--- Texte retenu ---
------
News - 24.10.2008

L'essence baissera-t-elle à la pompe ?

Chutant de 146 $ le baril à moins de 100$, le prix du pétrole continue à être subventionné en Tunisie. Pourra-t-il baisser ? Explications du Ministre des Finances à l’Economiste Maghrébin.

Maintenant que le prix du baril de pétrole, après avoir flambé cet été à 146$, et redescendu à moins de 100 $, pourquoi ne pas répercuter cette baisse sur les prix des carburants à la pompe ? L’interrogation revient souvent dans la bouche des automobilistes dans le monde, mais aussi en Tunisie. Vérité des prix à la hausse, et vérité des prix à la baisse : est-ce faisable ? L’explication vient d’être fournie par M. Mohamed Rachid Kechiche, ministre des Finances, dans une interview exclusive accordée à notre confrère L’Economiste Maghrébin (www.leconomiste.com.tn ). Rigoureux, grand travailleur et toujours pertinent dans ses analyses, le ministre Kechiche se livre très rarement à la presse, en dehors de ses interventions publiques toujours soignées, mais souvent noyées dans l’actualité. C’est pourquoi  l’interview annuelle à notre confrère Hédi Mechri bénéficie d’un intérêt particulier.
------
--- Exercice court 1 ---
Quelles lignes des entrées contiennent la chaîne « white » ? Filtrez-les et recopiez-les toutes, en tenant compte de la casse.
L'article sur le prix de l'essence et les entrées sont des documents indépendants l'un de l'autre.

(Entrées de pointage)
------
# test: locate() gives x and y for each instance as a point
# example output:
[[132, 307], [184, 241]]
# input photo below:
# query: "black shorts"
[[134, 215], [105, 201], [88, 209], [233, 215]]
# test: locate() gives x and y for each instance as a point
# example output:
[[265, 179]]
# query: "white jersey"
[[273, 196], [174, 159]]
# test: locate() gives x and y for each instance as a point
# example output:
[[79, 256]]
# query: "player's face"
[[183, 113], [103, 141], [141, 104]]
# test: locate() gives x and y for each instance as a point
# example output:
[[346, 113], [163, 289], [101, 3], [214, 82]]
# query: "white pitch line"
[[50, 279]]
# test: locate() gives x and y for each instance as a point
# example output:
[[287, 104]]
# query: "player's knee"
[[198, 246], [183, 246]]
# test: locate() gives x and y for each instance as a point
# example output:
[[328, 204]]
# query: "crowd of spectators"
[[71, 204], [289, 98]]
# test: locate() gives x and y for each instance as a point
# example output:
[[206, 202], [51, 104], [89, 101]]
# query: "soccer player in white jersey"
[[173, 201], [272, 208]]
------
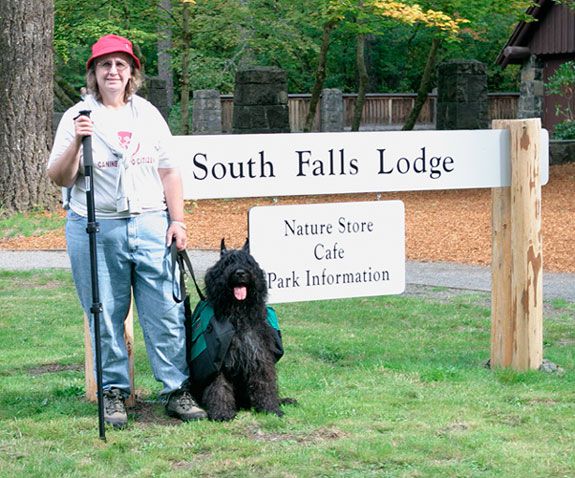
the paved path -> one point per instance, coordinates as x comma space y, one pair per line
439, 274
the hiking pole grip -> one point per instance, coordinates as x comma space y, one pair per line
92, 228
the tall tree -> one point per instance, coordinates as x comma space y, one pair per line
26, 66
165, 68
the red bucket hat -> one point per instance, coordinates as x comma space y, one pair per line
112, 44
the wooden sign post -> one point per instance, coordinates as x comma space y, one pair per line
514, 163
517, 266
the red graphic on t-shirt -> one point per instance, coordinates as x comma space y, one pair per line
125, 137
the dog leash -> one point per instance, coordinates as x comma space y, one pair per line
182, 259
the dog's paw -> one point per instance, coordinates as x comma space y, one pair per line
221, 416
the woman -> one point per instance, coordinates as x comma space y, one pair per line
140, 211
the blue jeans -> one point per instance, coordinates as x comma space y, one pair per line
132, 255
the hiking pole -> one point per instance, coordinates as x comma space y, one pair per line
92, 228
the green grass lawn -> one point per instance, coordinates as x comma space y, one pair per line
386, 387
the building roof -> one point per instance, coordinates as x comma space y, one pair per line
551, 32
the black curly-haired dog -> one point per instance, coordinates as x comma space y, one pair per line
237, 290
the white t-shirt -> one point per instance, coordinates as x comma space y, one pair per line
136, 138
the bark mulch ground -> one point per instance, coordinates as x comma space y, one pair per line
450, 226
------
--- Exercice court 2 ---
Recopiez le passage de l'article sur le prix de l'essence qui va de « News - 24.10.2008 » jusqu'à « à l’Economiste Maghrébin. », en renommant « baril » en « tonneau ».

--- Réponse complète 1 ---
# query: "white jersey"
# query: "white pitch line"
# query: "soccer player in white jersey"
the white t-shirt -> one point per instance, coordinates as x comma space y, one pair per line

--- Réponse complète 2 ---
News - 24.10.2008

L'essence baissera-t-elle à la pompe ?

Chutant de 146 $ le tonneau à moins de 100$, le prix du pétrole continue à être subventionné en Tunisie. Pourra-t-il baisser ? Explications du Ministre des Finances à l’Economiste Maghrébin.